(Records to process begins)

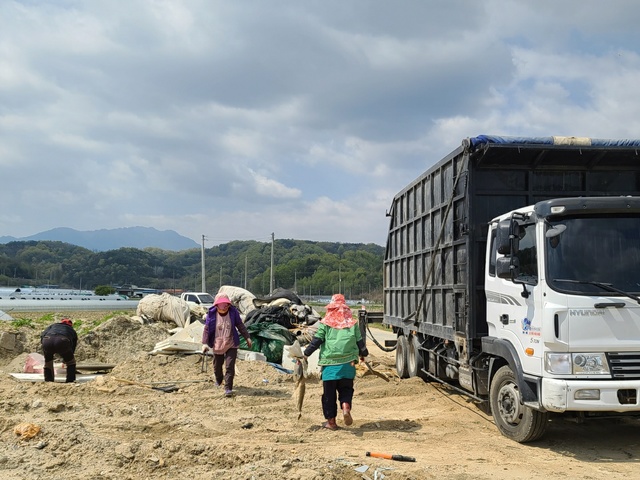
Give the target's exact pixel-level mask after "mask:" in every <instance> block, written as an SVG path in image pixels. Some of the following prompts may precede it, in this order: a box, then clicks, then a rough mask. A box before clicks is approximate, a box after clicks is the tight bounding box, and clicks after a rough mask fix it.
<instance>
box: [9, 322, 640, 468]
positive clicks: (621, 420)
mask: <svg viewBox="0 0 640 480" xmlns="http://www.w3.org/2000/svg"><path fill="white" fill-rule="evenodd" d="M39 315H40V314H39ZM74 315H75V316H76V317H77V316H78V313H77V312H76V313H74ZM83 315H85V316H90V315H104V313H101V314H97V313H91V312H90V313H83ZM4 323H7V322H4ZM170 327H171V326H170V325H157V324H156V325H144V326H143V325H140V324H138V323H136V322H133V321H132V320H131V319H130V318H129V317H126V316H117V317H114V318H112V319H111V320H108V321H107V322H105V323H103V324H102V325H101V326H100V327H98V328H96V329H95V330H93V331H91V332H90V333H88V334H84V335H81V336H80V341H79V346H78V350H77V357H78V361H79V362H80V363H87V362H100V363H112V364H115V365H116V367H115V368H114V369H113V370H112V372H111V373H109V374H105V375H102V376H100V377H99V378H98V379H97V380H95V381H92V382H87V383H76V384H58V383H56V384H45V383H26V382H19V381H17V380H15V379H13V378H12V377H10V376H9V375H8V373H9V372H21V371H22V368H23V366H24V361H25V358H26V355H27V353H28V352H30V351H39V346H38V336H39V333H40V332H39V331H36V330H35V329H33V328H29V327H19V328H17V327H11V328H10V327H8V326H6V325H5V326H3V328H4V329H5V330H6V329H11V330H12V331H14V332H19V338H20V339H21V340H20V342H21V343H22V345H21V347H22V348H23V349H24V353H21V354H19V355H17V356H16V355H14V356H9V355H7V352H6V351H4V353H3V352H2V351H0V354H2V356H1V357H0V369H1V370H2V375H1V377H0V405H1V408H0V412H1V413H0V478H3V479H41V478H65V479H68V480H73V479H95V480H98V479H116V478H117V479H120V480H125V479H136V480H137V479H174V478H191V479H223V478H224V479H298V480H321V479H322V480H329V479H336V480H338V479H371V480H374V479H382V478H386V479H390V480H391V479H393V480H400V479H407V480H408V479H456V480H464V479H513V478H528V479H550V478H554V479H555V478H568V479H572V478H580V479H600V478H607V479H623V478H624V479H629V478H638V476H639V475H640V465H639V460H640V429H639V428H638V427H639V426H640V425H639V423H638V421H637V420H607V421H592V422H588V423H582V424H578V423H574V422H570V421H567V420H563V419H556V420H553V421H552V425H551V427H550V429H549V431H548V433H547V435H546V436H545V437H544V439H543V440H541V441H538V442H535V443H532V444H527V445H520V444H517V443H514V442H513V441H511V440H508V439H507V438H505V437H503V436H501V435H500V433H499V432H498V430H497V429H496V428H495V426H494V425H493V422H492V420H491V417H490V416H487V415H485V414H484V413H482V412H481V411H480V410H479V409H478V408H476V407H475V406H474V405H473V404H471V403H469V402H468V401H467V400H466V398H465V397H464V396H461V395H458V394H455V393H452V392H450V391H448V390H446V389H444V388H443V387H441V386H439V385H437V384H433V383H425V382H423V381H422V380H420V379H417V378H414V379H408V380H399V379H398V378H397V377H393V378H392V379H391V381H389V382H388V383H387V382H385V381H384V380H383V379H381V378H379V377H377V376H374V375H370V374H368V375H363V374H364V372H365V371H364V370H361V371H359V374H358V377H357V378H356V383H355V391H356V394H355V397H354V406H353V417H354V423H353V425H352V426H350V427H344V424H343V423H342V422H341V420H342V419H341V418H339V422H338V423H339V425H341V427H342V428H340V429H339V430H338V431H330V430H327V429H322V428H319V426H320V424H321V422H322V421H323V418H322V411H321V408H320V395H321V383H320V382H319V381H318V380H317V379H313V378H310V379H308V380H307V391H306V397H305V402H304V407H303V414H302V418H301V419H300V420H297V416H298V415H297V409H296V406H295V403H294V400H293V398H292V394H293V391H294V383H293V379H292V376H291V375H288V374H285V373H280V372H279V371H278V370H277V369H276V368H274V367H273V366H270V365H268V364H265V363H260V362H249V361H239V362H238V372H237V375H236V386H235V388H236V395H235V396H234V397H233V398H225V397H224V396H223V394H222V392H221V391H220V390H219V389H217V388H215V387H214V386H213V384H212V383H211V373H212V368H211V366H210V365H209V366H208V368H207V371H203V370H204V368H203V365H202V363H201V358H200V356H199V355H189V356H167V355H149V354H147V353H146V352H149V351H150V350H152V348H153V347H154V345H155V344H156V343H157V342H159V341H161V340H164V339H166V338H167V337H168V333H167V331H168V328H170ZM374 332H375V330H374ZM368 346H369V349H370V353H371V356H370V360H371V361H372V363H373V365H374V366H375V367H376V369H377V370H380V371H382V372H385V373H387V374H389V375H392V376H393V375H394V373H395V372H394V370H393V365H394V353H389V352H383V351H381V350H380V349H378V348H377V347H376V346H375V345H373V343H372V342H371V341H369V342H368ZM116 378H120V379H127V380H132V381H137V382H142V383H145V384H148V383H150V382H161V381H170V382H171V383H172V384H174V385H176V386H179V387H180V389H179V391H177V392H173V393H164V392H162V391H157V390H153V389H151V388H148V387H141V386H136V385H128V384H125V383H122V382H119V381H117V380H115V379H116ZM186 381H194V383H186ZM183 382H184V383H183ZM22 423H29V424H33V425H36V426H37V427H39V428H40V432H39V433H38V434H37V435H35V436H34V437H33V438H30V439H22V438H21V436H20V435H17V434H16V433H14V429H15V427H16V426H17V425H19V424H22ZM368 451H370V452H384V453H391V454H402V455H408V456H412V457H415V459H416V461H415V462H398V461H393V460H385V459H379V458H372V457H367V456H366V452H368ZM366 467H368V468H367V469H366V471H364V472H360V471H356V469H359V470H364V469H365V468H366Z"/></svg>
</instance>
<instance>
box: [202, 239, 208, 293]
mask: <svg viewBox="0 0 640 480" xmlns="http://www.w3.org/2000/svg"><path fill="white" fill-rule="evenodd" d="M205 238H206V237H205V236H204V235H203V236H202V251H201V253H202V255H201V256H202V261H201V263H202V291H203V292H206V291H207V282H206V280H205V273H204V239H205Z"/></svg>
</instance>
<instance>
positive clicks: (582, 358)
mask: <svg viewBox="0 0 640 480" xmlns="http://www.w3.org/2000/svg"><path fill="white" fill-rule="evenodd" d="M544 369H545V370H546V371H547V372H549V373H553V374H555V375H608V374H609V364H608V363H607V358H606V355H605V354H604V353H550V352H547V353H545V358H544Z"/></svg>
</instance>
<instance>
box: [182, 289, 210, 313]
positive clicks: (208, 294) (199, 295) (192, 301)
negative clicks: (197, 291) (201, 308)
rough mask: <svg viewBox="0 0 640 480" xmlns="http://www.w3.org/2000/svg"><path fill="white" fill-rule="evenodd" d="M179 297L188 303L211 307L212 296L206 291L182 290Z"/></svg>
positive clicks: (206, 307)
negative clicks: (193, 290)
mask: <svg viewBox="0 0 640 480" xmlns="http://www.w3.org/2000/svg"><path fill="white" fill-rule="evenodd" d="M180 298H181V299H182V300H184V301H185V302H187V303H188V304H190V305H199V306H201V307H203V308H205V309H207V310H208V309H209V308H211V307H213V302H214V298H213V296H212V295H211V294H209V293H207V292H183V293H182V294H181V295H180Z"/></svg>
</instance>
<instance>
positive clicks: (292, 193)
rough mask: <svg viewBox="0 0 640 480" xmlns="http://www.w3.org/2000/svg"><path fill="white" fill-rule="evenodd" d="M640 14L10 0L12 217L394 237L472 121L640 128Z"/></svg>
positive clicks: (277, 232) (2, 90)
mask: <svg viewBox="0 0 640 480" xmlns="http://www.w3.org/2000/svg"><path fill="white" fill-rule="evenodd" d="M605 5H606V6H605ZM639 20H640V2H637V1H635V0H627V1H625V0H612V1H611V2H606V3H604V2H601V1H599V0H598V1H594V0H580V1H574V0H564V1H562V2H558V1H555V0H554V1H548V0H514V1H509V0H502V1H498V0H483V1H481V2H479V1H476V0H467V1H460V0H439V1H436V0H397V1H382V0H349V1H344V0H319V1H305V0H272V1H267V0H233V1H231V0H226V1H218V0H184V1H182V0H126V1H124V0H122V1H116V0H91V1H79V0H51V1H38V0H22V1H15V0H2V1H1V2H0V179H1V180H0V236H4V235H7V236H13V237H24V236H29V235H33V234H36V233H39V232H43V231H46V230H49V229H52V228H56V227H69V228H73V229H76V230H80V231H91V230H100V229H112V228H122V227H133V226H143V227H154V228H156V229H158V230H174V231H176V232H178V233H179V234H181V235H184V236H186V237H189V238H191V239H193V240H194V241H196V242H198V243H201V242H202V236H203V235H204V236H205V240H204V241H205V246H207V247H210V246H214V245H218V244H221V243H227V242H230V241H233V240H257V241H264V242H267V241H270V240H271V235H272V234H273V236H274V238H276V239H278V238H281V239H282V238H287V239H297V240H312V241H329V242H348V243H375V244H378V245H384V244H385V243H386V234H387V228H388V226H389V221H388V218H387V217H386V212H387V211H388V209H389V207H390V206H391V202H392V200H393V197H394V195H395V194H396V193H398V192H399V191H400V190H401V189H402V188H403V187H404V186H405V185H406V184H408V183H410V182H411V181H412V180H413V179H415V178H416V177H417V176H419V175H420V174H422V173H423V172H424V171H426V170H427V169H428V168H429V167H430V166H432V165H433V164H434V163H436V162H437V161H438V160H440V159H441V158H442V157H443V156H445V155H446V154H447V153H449V152H450V151H452V150H454V149H455V148H457V147H458V146H460V144H461V142H462V140H463V139H464V138H467V137H475V136H477V135H481V134H490V135H519V136H552V135H567V136H586V137H596V138H639V137H640V115H639V113H640V93H639V91H638V89H639V88H640V87H639V86H640V29H639V28H638V22H639Z"/></svg>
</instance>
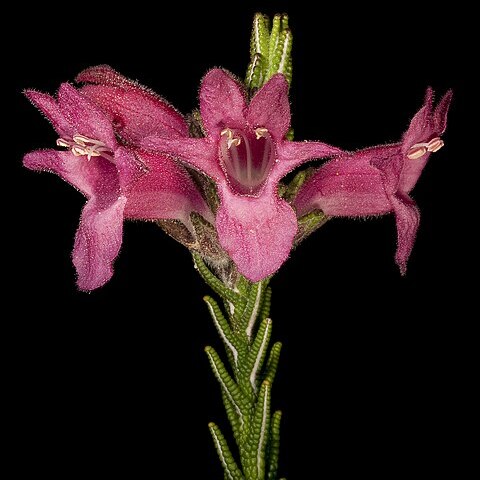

(Records to process ends)

Task statement: Send back exactly the lines of the listing above starting at the one with "negative clicks: (197, 291) (201, 308)" and ending at the one with "14L10 0L12 217L394", inclusive, and no others.

Expected answer:
negative clicks: (197, 291) (201, 308)
rough mask: <svg viewBox="0 0 640 480" xmlns="http://www.w3.org/2000/svg"><path fill="white" fill-rule="evenodd" d="M179 297L188 303L211 307L212 296L206 291L182 290Z"/></svg>
positive clicks: (206, 307)
negative clicks: (193, 290)
mask: <svg viewBox="0 0 640 480" xmlns="http://www.w3.org/2000/svg"><path fill="white" fill-rule="evenodd" d="M180 298H181V299H182V300H184V301H185V302H187V303H188V304H190V305H199V306H201V307H203V308H205V309H207V310H208V309H209V308H211V307H213V302H214V298H213V296H212V295H211V294H209V293H207V292H183V293H182V294H181V295H180Z"/></svg>
</instance>
<instance>
positive clicks: (292, 193)
rough mask: <svg viewBox="0 0 640 480" xmlns="http://www.w3.org/2000/svg"><path fill="white" fill-rule="evenodd" d="M640 14L10 0L12 217L394 237L472 121L640 128Z"/></svg>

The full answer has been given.